## STORED DATA:
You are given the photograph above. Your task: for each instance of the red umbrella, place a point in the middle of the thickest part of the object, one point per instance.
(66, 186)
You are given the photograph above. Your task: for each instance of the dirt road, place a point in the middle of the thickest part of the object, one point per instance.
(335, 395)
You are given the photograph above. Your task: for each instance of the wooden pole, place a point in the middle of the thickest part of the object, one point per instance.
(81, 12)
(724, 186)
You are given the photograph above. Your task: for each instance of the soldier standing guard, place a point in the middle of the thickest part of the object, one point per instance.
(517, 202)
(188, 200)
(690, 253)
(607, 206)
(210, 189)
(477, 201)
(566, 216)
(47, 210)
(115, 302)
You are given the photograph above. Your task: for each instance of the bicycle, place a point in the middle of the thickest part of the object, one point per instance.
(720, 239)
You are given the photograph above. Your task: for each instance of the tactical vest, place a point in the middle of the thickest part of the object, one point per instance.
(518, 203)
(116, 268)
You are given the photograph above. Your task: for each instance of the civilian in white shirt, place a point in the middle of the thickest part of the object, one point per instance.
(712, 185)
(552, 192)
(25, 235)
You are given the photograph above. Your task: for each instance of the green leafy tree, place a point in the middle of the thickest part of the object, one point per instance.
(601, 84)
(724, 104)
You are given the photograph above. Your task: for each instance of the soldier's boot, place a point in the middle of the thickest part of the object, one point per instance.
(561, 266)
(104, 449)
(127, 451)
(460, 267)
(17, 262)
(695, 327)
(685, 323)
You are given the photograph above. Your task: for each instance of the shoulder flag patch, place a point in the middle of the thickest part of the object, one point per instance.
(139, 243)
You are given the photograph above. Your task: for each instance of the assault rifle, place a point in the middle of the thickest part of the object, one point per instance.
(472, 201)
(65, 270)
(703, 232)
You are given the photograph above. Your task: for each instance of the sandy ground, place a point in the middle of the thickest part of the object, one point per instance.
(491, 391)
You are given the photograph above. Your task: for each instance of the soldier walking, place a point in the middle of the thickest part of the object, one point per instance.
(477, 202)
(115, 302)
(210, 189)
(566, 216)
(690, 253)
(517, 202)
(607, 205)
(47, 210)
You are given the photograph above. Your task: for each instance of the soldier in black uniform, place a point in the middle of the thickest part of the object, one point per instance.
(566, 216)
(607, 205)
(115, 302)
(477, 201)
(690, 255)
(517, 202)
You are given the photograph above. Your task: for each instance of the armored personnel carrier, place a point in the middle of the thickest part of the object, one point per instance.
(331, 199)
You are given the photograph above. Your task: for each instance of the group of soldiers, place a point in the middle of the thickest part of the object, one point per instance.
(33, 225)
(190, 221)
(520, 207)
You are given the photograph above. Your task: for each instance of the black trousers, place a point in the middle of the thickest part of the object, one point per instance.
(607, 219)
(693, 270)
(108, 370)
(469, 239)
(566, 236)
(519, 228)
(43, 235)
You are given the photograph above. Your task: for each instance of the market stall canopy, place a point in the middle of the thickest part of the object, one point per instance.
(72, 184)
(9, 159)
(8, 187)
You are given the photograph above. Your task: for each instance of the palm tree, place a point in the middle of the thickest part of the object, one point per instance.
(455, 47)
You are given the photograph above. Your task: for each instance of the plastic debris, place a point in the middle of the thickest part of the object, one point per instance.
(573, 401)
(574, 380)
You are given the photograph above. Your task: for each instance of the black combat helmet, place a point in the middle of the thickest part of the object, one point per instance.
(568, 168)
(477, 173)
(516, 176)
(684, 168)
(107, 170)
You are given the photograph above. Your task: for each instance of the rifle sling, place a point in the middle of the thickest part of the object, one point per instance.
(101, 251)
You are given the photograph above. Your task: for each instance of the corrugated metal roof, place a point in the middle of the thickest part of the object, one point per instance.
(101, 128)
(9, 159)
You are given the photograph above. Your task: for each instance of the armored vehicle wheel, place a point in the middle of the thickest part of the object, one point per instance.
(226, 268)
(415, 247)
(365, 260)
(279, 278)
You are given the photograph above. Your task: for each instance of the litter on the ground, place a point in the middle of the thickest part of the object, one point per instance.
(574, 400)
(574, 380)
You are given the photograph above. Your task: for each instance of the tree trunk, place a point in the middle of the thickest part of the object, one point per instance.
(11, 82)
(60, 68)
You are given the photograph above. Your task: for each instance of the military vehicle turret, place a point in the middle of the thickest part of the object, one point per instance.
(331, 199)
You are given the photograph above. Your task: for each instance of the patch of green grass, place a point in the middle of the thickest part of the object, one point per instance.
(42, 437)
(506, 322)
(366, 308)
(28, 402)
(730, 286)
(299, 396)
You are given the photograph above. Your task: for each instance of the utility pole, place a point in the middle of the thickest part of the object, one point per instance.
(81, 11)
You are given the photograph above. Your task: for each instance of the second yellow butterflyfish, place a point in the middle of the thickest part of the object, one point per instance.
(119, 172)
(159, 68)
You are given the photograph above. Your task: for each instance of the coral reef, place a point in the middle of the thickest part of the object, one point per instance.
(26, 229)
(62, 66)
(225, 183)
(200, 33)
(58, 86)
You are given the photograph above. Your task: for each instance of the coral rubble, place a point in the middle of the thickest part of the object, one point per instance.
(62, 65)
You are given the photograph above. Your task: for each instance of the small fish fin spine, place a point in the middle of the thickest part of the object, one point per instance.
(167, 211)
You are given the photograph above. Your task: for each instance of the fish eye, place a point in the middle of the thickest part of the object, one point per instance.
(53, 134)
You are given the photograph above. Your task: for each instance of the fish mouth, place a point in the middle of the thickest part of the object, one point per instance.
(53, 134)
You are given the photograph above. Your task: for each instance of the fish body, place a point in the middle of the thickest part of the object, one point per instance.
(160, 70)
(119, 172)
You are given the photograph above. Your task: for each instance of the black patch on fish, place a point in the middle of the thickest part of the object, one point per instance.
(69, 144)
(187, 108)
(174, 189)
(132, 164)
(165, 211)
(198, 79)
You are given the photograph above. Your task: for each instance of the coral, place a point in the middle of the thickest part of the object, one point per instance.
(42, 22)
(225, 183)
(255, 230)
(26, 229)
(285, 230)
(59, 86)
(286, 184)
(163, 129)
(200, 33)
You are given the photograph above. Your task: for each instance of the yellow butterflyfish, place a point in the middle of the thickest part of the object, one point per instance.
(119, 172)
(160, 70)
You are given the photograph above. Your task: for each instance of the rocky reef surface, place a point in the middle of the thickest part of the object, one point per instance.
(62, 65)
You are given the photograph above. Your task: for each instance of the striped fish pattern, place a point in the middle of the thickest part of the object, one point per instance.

## EXERCISE DESCRIPTION:
The full listing, repeated exactly, is the expected answer.

## SOLUTION TO THIS TASK:
You are given the photograph above. Your task: for each instance of the red umbrella, place a point in the middle of the thickest part of the object, one point per instance.
(66, 186)
You are given the photograph above. Your task: for each instance of the dirt road, place a point in the middle of the thickest part of the object, one point per instance.
(335, 395)
You are given the photograph above. Your task: for each instance of the wooden pole, place a point in the middle of the thickest part of the object, one point per instance.
(81, 12)
(724, 186)
You are given the photograph above. Your task: for each instance of the soldier standing guard, place a point in the middle of the thickest part of the object, one point per instance.
(517, 202)
(188, 200)
(690, 253)
(607, 206)
(210, 189)
(477, 201)
(566, 216)
(47, 210)
(115, 302)
You are given the photograph above. Your task: for each instance of the bicycle, place a point in the middle of the thickest part of the object, one point per instance.
(720, 239)
You are given the photograph above. Your task: for each instance of the tactical vest, place a point in the middle of the thickest part of the object, one point per instance.
(518, 203)
(116, 268)
You are given the photograph above. Your task: for each instance of the civilian in white shirt, place a point in the middle of the thickest part of the object, one point per instance.
(712, 185)
(552, 192)
(25, 235)
You are given the photograph above. Your task: for each instance of the green leafy tree, place a point in the middle of the thickest part of the object, one point per instance.
(601, 84)
(724, 104)
You are given the photograph above. Your task: for each instance of the soldier's boot, place a point in the middle of the thickest part of the object, one point per instance.
(561, 266)
(104, 449)
(127, 451)
(460, 267)
(17, 262)
(695, 327)
(685, 323)
You are given the photograph above. Your task: for each instance of the shoulder flag patch, place a point in the middle of the thickest part of the object, one point per instance.
(139, 243)
You are given the photograph above. Your task: for each instance of the assault rifle, place a point in the middle of the thickest part of the object, one point per instance.
(472, 201)
(65, 270)
(703, 232)
You are given the photograph above. Your task: for each instance of the sandy ground, place a point in the middle of the thickest part of the object, one point per instance.
(491, 391)
You are given the photograph above. Your task: for each instance of the soldier walking, place a point in the middle of the thickest part of the object, one point per instance.
(477, 202)
(115, 302)
(210, 189)
(566, 216)
(690, 253)
(517, 202)
(607, 205)
(47, 210)
You are given the photograph above. Your task: for each instance of the soldier in black uniform, place a point in the middle of the thickest part of the object, one point per instance.
(566, 216)
(607, 205)
(115, 302)
(477, 201)
(690, 255)
(517, 202)
You are given the photograph above. Your task: for each instance of the armored personnel carrier, place a point in the middle of the thickest part of the object, one point per instance.
(331, 199)
You are given the photograph above. Your task: for each instance of the group of soldiers, place a point in the middle of the thickest part of the object, one point per instance.
(33, 225)
(190, 221)
(520, 207)
You are given the photograph above. Your task: for each instance of the black trousers, place a point in the middle of the thickest part of the object, one point per instance.
(607, 219)
(693, 270)
(108, 370)
(469, 239)
(566, 236)
(519, 228)
(43, 235)
You are given the photograph above. Your task: for each instance of the market stall canopy, place a point in the middle of the thickest part of the object, one point per instance.
(72, 184)
(9, 159)
(8, 187)
You are given the photograph above. Your task: for each instance of the palm tree, place a point in the middle of the thickest part of the object, one point per instance.
(455, 47)
You are given the photograph above. Your task: for each instance of the plastic debris, place a point in the middle of the thickest part of the object, one point per instance.
(573, 401)
(574, 380)
You are given the photograph above. Your task: for each instance of the black combat helmet, place a point in the middle of the thickest part of the object, one point per instance.
(568, 168)
(477, 173)
(516, 176)
(684, 168)
(107, 170)
You are given the photograph above. Your task: for each instance of the rifle sling, place a point in the middle of the thickest part of the object, one point per instance.
(101, 251)
You are given the photograph above. Your task: for each instance of the corrugated metal roof, place a point in the middle of the thickest part of the object, one point per instance.
(101, 128)
(9, 159)
You are given the photograph above. Your task: for each instance of the armored vehicle wheel, place a point in the middle of the thickest part of the object, one point per instance.
(226, 268)
(415, 247)
(365, 260)
(279, 278)
You are given the photograph above. Your task: for each instance of the litter on the ground, place a point in the middle of the thickest part of the object, one point per instance.
(574, 400)
(574, 380)
You are given the photograph above. Your task: for each instance of the tree trunk, place a point in the middle of the thickest part of the object, one point per instance.
(11, 82)
(60, 68)
You are given the photograph above. Your task: for each instance of the military vehicle turret, place a point in the middle of the thickest part of the object, one point per instance.
(331, 199)
You are given the photograph above. Your task: for each instance of the patch of green grass, place a point in the middle of the thickest part of the object, one point per instance.
(42, 437)
(506, 322)
(366, 308)
(28, 402)
(730, 286)
(299, 396)
You are given the photograph above. Your task: for each instance of the utility pole, place a point in the middle of the thickest part of the object, one point per instance.
(81, 11)
You are given the photograph above. Your task: for each instance of the second yellow butterflyfish, place a point in the middle of the thickest part of the object, one point per instance.
(119, 172)
(159, 68)
You are given the photograph above. Your task: for each instance of the coral reef, place a point in the middle of the thickest part of the object, one point per instance.
(26, 229)
(62, 66)
(225, 183)
(200, 33)
(58, 86)
You are given the photograph above. Your task: for each instance of the coral rubble, place a point in the middle of the thickest part of the object, one point per instance.
(62, 65)
You are given the photograph above. Your task: for each instance of the small fish fin spine, place a point in the middle of the thickest part of the object, one point per instance.
(167, 211)
You are given the photograph above. Your task: for each instance of the fish eye, place a point in the middle of the thickest part of the object, one point per instance.
(53, 134)
You are given the photograph above. Your task: for each instance of the fish mouth, place a point in the middle of the thickest part of the object, one point per instance.
(53, 134)
You are given the photograph above. Your task: for each instance of the fish body, place a point in the middle of the thickest part of the object, one point per instance.
(160, 70)
(119, 172)
You are given the photograph above. Your task: for each instance of the black patch on fish, place a point in the middle of the thickest part of the object, one point per instance.
(69, 144)
(187, 108)
(174, 189)
(132, 164)
(165, 211)
(198, 79)
You are given the photograph above. Your task: for each instance of the coral, place a point in the middle of the thickest part of the object, one point per instance.
(42, 22)
(225, 183)
(255, 230)
(26, 229)
(285, 230)
(59, 86)
(286, 184)
(163, 129)
(200, 33)
You are given the photograph above. Your task: for each instance of the yellow butterflyfish, place a point in the middle of the thickest part of the object, one point per instance.
(119, 172)
(160, 70)
You are given the photograph above. Your task: for each instance of the rocky reef surface, place a point in the middle of the thickest part of the object, one point per instance.
(62, 65)
You are given the photograph above. Your task: for each instance of the striped fish pattern, place a point in the middle of the thickest part of the object, one point per instance.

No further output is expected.